**Problem statement**
Output the data below as a JSON array of strings, one string per line, with blank lines skipped. Omit the pictures.

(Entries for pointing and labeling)
--- Begin ---
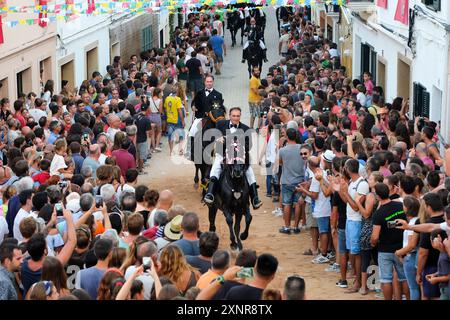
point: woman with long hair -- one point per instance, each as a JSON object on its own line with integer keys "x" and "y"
{"x": 108, "y": 279}
{"x": 53, "y": 270}
{"x": 176, "y": 269}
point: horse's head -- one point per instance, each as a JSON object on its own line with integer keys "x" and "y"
{"x": 236, "y": 170}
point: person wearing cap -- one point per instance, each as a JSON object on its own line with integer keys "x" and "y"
{"x": 55, "y": 129}
{"x": 320, "y": 191}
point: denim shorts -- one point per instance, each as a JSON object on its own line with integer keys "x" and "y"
{"x": 142, "y": 149}
{"x": 387, "y": 261}
{"x": 174, "y": 129}
{"x": 324, "y": 224}
{"x": 430, "y": 290}
{"x": 341, "y": 241}
{"x": 289, "y": 196}
{"x": 352, "y": 235}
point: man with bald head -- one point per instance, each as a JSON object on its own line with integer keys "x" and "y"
{"x": 92, "y": 160}
{"x": 165, "y": 202}
{"x": 292, "y": 175}
{"x": 114, "y": 126}
{"x": 145, "y": 250}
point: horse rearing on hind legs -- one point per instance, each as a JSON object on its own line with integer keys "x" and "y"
{"x": 232, "y": 197}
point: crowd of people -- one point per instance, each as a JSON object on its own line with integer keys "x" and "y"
{"x": 369, "y": 182}
{"x": 76, "y": 224}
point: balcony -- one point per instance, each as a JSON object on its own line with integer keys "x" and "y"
{"x": 362, "y": 5}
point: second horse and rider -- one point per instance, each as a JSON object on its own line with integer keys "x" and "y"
{"x": 227, "y": 190}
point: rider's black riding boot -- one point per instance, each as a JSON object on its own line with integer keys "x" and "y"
{"x": 209, "y": 196}
{"x": 256, "y": 203}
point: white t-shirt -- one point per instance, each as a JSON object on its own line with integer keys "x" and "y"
{"x": 22, "y": 214}
{"x": 407, "y": 233}
{"x": 102, "y": 159}
{"x": 3, "y": 228}
{"x": 445, "y": 226}
{"x": 57, "y": 163}
{"x": 359, "y": 186}
{"x": 284, "y": 40}
{"x": 321, "y": 205}
{"x": 145, "y": 278}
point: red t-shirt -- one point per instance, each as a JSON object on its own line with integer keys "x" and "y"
{"x": 41, "y": 177}
{"x": 21, "y": 119}
{"x": 124, "y": 160}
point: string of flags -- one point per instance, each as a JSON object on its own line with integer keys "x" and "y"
{"x": 50, "y": 13}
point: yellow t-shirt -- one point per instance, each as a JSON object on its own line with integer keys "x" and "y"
{"x": 253, "y": 97}
{"x": 171, "y": 105}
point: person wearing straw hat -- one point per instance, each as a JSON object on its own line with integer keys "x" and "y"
{"x": 172, "y": 232}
--- End ---
**Answer**
[
  "point: woman with long hair -- one point per instance, each as a JSON object on its own line with integer keys \"x\" and \"y\"",
  "{\"x\": 108, \"y\": 279}",
  "{\"x\": 53, \"y\": 270}",
  "{\"x\": 176, \"y\": 269}",
  "point: horse's head -- one point per instance, each as a JSON object on its own line with integer keys \"x\" and \"y\"",
  "{\"x\": 236, \"y\": 170}",
  "point: person wearing cap -- one point per instance, each as a JSON object on its own line with integer keys \"x\" and \"y\"",
  "{\"x\": 55, \"y\": 129}",
  "{\"x\": 320, \"y\": 191}",
  "point: denim shorts -- one point per instance, each as a JSON object on its own line with integer keys \"x\" and \"y\"",
  "{\"x\": 142, \"y\": 149}",
  "{\"x\": 387, \"y\": 261}",
  "{\"x\": 174, \"y\": 129}",
  "{\"x\": 324, \"y\": 224}",
  "{\"x\": 430, \"y\": 290}",
  "{\"x\": 341, \"y\": 241}",
  "{\"x\": 289, \"y\": 196}",
  "{\"x\": 352, \"y\": 235}",
  "point: man with bald head -- one point per instance, each as a JSON object on its own line with integer keys \"x\" and \"y\"",
  "{\"x\": 92, \"y\": 160}",
  "{\"x\": 165, \"y\": 202}",
  "{\"x\": 292, \"y\": 175}",
  "{\"x\": 114, \"y\": 126}",
  "{\"x\": 145, \"y\": 250}",
  "point: horse rearing on hind legs -- one point per instance, each as a JSON object on its own line with integer keys \"x\" and \"y\"",
  "{\"x\": 232, \"y\": 197}",
  "point: crowd of people -- one point per instance, each as a JSON object on its own line with integer keys \"x\" and \"y\"",
  "{\"x\": 369, \"y\": 182}",
  "{\"x\": 76, \"y\": 224}",
  "point: balcony -- one point per instance, each as a JSON object on its own line with integer keys \"x\" and \"y\"",
  "{\"x\": 362, \"y\": 5}",
  "point: second horse and rider -- one point per instance, each as a JSON object on its own line with integer keys \"x\" and \"y\"",
  "{\"x\": 227, \"y\": 190}",
  "point: rider's black riding boot -- one point per instance, each as a JSON object on its own line with integer keys \"x\" and \"y\"",
  "{\"x\": 209, \"y\": 196}",
  "{\"x\": 256, \"y\": 203}",
  "point: white t-shirt -- one point per instance, each as a JSON object on its own line with integer keys \"x\" and \"y\"",
  "{\"x\": 22, \"y\": 214}",
  "{\"x\": 407, \"y\": 233}",
  "{\"x\": 102, \"y\": 159}",
  "{\"x\": 3, \"y\": 228}",
  "{\"x\": 445, \"y\": 226}",
  "{\"x\": 57, \"y\": 163}",
  "{\"x\": 359, \"y\": 186}",
  "{\"x\": 284, \"y\": 40}",
  "{\"x\": 321, \"y\": 205}",
  "{\"x\": 145, \"y\": 278}",
  "point: red t-shirt -- one point per instance, each as a JSON object on its own line with integer keys \"x\" and \"y\"",
  "{\"x\": 41, \"y\": 177}",
  "{\"x\": 21, \"y\": 119}",
  "{\"x\": 124, \"y\": 160}",
  "point: string of flags -- one point per instance, each as a JSON object on its own line with integer keys \"x\" and \"y\"",
  "{\"x\": 50, \"y\": 13}",
  "point: yellow t-shirt -- one point per instance, each as a JSON object on its own line with integer keys \"x\" and \"y\"",
  "{\"x\": 253, \"y\": 97}",
  "{\"x\": 171, \"y\": 105}",
  "point: person wearing straw hat -- one point per instance, each as a JSON object on its own line with integer keys \"x\" and \"y\"",
  "{\"x\": 172, \"y\": 232}"
]